TEXTE ÉTUDIÉ:
^^^^^^^^

Libertarianisme.fr

Abolissons les brevets

L’existence d’un système de brevet, ou « propriété industrielle », est-elle légitime et nécessaire ? Dans cet article, nous montrons que non seulement le système de brevet de repose pas sur des droits légitimes, mais en plus qu’il est globalement néfaste pour le progrès technologique et la concurrence honnête.

Le système de brevets est-il légitime ?

Nous connaissons les droits de l’homme : la vie, la liberté et la propriété. Quand on parle de brevets on utilise aussi le terme de « propriété industrielle » comme s’il s’agissait d’une forme particulière de propriété, comme on serait propriétaire de sa maison, sa voiture… Pourtant, il s’agit d’une chose bien différente de la propriété classique. Si je dépose un brevet sur un moteur de mon invention, j’empêche mon voisin de construire et vendre un moteur utilisant la même idée (qu’il a peut-être eu lui-même indépendamment). Pourtant il ne fait qu’utiliser sa propriété, c’est-à-dire les pièces pour construire le moteur (qu’on suppose légitimement acquises) et sa liberté d’échanger quelque chose qui lui appartient. Le brevet me permet donc d’empêcher mon voisin de faire usage de ses droits fondamentaux.

Les brevets n’ont pas du tout une justification morale basée sur la propriété classique, mais sont au contraire en contradiction avec les droits fondamentaux que sont la liberté et la propriété. Pour plus d’informations sur cet aspect moral, vous pouvez lire le livre de Stephan Kinsella [3].

Peut-être mais n’est-ce pas un mal nécessaire ?

Vous pourriez me répondre qu’il s’agit là d’un argument théorique. Certes la propriété intellectuelle n’est peut-être pas fondée moralement, mais sans brevets nous serions encore au moyen-âge d’un point de vue technologique, non ? Les brevets ne sont-ils pas le prix à payer pour avoir une importante innovation comme aujourd’hui ?

Prenons un exemple historique qui a été un grand pas en avant pour la technologie : la machine à vapeur. Un des noms célèbres pour son avènement est James Watt, qui a inventé un système de régulation pour cette machine. Pendant le temps de validité de son brevet, il empêcha tous les concurrents de produire des machines à vapeur améliorées, prétextant qu’elles étaient basées sur son idée. Ce n’est donc qu’après l’expiration de son brevet qu’on assista à une véritable explosion technologique, avec une progression rapide de l’efficacité des machines à vapeur. Watt lui-même ne produisit que peu de machines pendant la validité de son brevet (il était trop occupé à attaquer en justice ses concurrents) mais commença une grande production après, quand la concurrence pu faire son effet [1, 3]. Cette anecdote montre que l’existence des brevets, loin d’encourager l’innovation, l’a au contraire retardée ici.

Sans brevet à la clé, pourquoi innover ?

^^^^^^^^

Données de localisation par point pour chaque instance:
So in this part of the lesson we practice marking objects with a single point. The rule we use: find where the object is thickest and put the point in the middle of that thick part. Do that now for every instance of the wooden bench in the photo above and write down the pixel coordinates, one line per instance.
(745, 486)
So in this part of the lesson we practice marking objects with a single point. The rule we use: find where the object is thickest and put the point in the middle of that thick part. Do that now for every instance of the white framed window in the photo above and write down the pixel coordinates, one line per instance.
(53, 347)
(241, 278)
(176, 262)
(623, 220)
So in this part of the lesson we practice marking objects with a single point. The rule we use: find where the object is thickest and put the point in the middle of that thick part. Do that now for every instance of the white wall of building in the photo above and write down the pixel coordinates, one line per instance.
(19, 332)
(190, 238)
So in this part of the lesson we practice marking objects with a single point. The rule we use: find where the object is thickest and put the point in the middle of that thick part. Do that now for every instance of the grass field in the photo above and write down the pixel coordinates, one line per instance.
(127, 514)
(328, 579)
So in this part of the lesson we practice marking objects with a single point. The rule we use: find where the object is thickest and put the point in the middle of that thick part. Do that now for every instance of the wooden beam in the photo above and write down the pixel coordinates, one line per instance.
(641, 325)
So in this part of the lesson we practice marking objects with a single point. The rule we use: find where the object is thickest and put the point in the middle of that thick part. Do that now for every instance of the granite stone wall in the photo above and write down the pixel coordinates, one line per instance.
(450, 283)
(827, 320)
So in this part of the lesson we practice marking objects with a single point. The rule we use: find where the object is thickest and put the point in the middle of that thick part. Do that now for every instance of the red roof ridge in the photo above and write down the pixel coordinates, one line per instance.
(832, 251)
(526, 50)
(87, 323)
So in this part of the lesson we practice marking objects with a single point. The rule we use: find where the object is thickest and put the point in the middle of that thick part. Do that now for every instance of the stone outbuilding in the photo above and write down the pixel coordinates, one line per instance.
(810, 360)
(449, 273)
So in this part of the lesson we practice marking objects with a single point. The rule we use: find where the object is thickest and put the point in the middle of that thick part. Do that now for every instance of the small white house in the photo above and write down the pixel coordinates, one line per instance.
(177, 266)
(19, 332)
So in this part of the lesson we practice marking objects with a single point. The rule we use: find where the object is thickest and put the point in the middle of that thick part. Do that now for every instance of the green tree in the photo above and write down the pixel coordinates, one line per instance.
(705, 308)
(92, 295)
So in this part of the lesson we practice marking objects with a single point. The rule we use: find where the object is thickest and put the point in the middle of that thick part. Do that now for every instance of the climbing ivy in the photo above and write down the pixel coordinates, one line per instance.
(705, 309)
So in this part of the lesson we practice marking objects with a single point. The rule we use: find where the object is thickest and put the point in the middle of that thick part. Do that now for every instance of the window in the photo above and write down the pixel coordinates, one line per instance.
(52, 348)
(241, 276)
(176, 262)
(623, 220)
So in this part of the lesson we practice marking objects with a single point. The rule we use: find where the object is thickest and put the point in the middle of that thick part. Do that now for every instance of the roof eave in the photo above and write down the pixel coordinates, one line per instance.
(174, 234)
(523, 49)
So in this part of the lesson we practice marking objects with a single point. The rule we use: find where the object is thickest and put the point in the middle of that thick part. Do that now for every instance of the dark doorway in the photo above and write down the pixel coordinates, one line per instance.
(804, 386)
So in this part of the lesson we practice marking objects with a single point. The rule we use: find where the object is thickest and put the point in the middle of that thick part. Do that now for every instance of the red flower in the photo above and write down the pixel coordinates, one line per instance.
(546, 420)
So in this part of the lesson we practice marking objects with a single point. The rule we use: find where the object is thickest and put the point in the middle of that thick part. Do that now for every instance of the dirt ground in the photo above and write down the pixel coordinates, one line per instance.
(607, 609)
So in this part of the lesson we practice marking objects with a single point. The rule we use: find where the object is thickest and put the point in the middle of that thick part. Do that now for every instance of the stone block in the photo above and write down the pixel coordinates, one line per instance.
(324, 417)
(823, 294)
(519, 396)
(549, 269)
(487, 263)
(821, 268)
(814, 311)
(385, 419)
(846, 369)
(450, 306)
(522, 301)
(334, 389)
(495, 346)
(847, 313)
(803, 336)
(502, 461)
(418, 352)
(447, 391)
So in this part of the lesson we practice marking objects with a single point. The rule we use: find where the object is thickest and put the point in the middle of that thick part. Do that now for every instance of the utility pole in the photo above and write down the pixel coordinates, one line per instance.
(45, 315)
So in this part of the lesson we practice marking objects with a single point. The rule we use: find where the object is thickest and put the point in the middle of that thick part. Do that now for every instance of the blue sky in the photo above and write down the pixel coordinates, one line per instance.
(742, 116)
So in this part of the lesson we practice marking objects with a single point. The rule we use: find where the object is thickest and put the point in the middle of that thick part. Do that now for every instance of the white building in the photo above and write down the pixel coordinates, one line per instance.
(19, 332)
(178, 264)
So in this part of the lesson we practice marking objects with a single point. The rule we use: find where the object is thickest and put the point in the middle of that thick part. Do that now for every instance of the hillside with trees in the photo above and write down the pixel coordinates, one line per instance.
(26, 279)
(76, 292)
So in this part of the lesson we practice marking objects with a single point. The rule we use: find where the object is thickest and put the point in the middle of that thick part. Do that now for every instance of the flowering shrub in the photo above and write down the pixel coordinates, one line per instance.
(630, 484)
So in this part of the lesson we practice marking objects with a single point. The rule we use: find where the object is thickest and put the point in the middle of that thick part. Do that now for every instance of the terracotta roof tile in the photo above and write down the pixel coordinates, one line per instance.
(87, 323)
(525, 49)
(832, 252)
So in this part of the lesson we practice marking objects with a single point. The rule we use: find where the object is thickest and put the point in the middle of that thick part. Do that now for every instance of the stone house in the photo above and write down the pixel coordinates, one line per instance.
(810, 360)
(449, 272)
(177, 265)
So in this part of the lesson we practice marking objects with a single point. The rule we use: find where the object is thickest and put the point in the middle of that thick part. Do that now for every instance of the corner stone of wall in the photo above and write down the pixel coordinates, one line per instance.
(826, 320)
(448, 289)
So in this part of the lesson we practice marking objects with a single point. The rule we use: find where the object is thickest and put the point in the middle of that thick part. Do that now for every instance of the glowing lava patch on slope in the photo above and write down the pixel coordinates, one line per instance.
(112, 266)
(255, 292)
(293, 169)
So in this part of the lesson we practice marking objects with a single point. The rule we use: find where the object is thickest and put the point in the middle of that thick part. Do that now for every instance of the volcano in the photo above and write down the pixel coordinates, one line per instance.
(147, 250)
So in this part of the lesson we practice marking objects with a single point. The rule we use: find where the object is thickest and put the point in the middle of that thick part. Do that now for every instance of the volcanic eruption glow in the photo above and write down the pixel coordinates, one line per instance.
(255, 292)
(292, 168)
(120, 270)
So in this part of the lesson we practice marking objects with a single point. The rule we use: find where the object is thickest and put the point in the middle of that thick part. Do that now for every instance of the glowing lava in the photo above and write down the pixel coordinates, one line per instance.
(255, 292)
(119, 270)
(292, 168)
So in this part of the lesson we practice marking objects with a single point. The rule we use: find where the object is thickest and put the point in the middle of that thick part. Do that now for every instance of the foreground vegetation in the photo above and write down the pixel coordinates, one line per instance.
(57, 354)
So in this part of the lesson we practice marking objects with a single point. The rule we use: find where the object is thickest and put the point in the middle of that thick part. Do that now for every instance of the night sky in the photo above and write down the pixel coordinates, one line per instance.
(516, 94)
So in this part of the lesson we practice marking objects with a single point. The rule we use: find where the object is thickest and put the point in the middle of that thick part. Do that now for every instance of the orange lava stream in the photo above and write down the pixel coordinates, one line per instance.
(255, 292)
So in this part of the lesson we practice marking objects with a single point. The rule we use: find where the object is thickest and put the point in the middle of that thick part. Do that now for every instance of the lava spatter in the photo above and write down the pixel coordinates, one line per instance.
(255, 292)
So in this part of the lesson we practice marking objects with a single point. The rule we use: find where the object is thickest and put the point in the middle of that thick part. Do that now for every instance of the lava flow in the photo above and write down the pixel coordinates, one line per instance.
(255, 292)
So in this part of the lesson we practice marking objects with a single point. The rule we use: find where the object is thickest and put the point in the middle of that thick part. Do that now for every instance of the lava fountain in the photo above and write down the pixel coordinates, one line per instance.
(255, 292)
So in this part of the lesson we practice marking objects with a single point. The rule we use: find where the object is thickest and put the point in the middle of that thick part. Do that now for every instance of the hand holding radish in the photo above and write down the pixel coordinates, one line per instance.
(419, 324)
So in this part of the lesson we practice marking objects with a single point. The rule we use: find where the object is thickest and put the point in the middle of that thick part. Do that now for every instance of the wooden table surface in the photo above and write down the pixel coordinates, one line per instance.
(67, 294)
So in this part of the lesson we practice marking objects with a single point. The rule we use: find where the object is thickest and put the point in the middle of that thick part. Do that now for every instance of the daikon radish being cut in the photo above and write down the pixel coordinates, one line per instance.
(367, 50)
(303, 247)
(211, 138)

^^^^^^^^

CONSIGNES:
**A.** D'après l'article sur les brevets, qu'est-ce que James Watt a inventé pour la machine à vapeur ?
**B.** Reproduisez le passage de l'article sur les brevets qui commence aux mots « Abolissons les brevets » et s'arrête après « est-il légitime ? ».
**C.** Pour chacune des affirmations suivantes, indiquez si elle concorde avec l'article sur les brevets, puis citez les mots du texte qui le montrent. (i) Watt produisit de nombreuses machines pendant la validité de son brevet. (ii) Les brevets sont en contradiction avec la liberté et la propriété. (iii) L'explosion technologique eut lieu après l'expiration du brevet de Watt.

CORRIGÉ:
**A.** Il a inventé un système de régulation pour la machine à vapeur.

**B.**
Abolissons les brevets

L’existence d’un système de brevet, ou « propriété industrielle », est-elle légitime et nécessaire ? Dans cet article, nous montrons que non seulement le système de brevet de repose pas sur des droits légitimes, mais en plus qu’il est globalement néfaste pour le progrès technologique et la concurrence honnête.

Le système de brevets est-il légitime ?

**C.**
(i) Non : « Watt lui-même ne produisit que peu de machines pendant la validité de son brevet ».
(ii) Oui : « sont au contraire en contradiction avec les droits fondamentaux que sont la liberté et la propriété ».
(iii) Oui : « Ce n’est donc qu’après l’expiration de son brevet qu’on assista à une véritable explosion technologique ».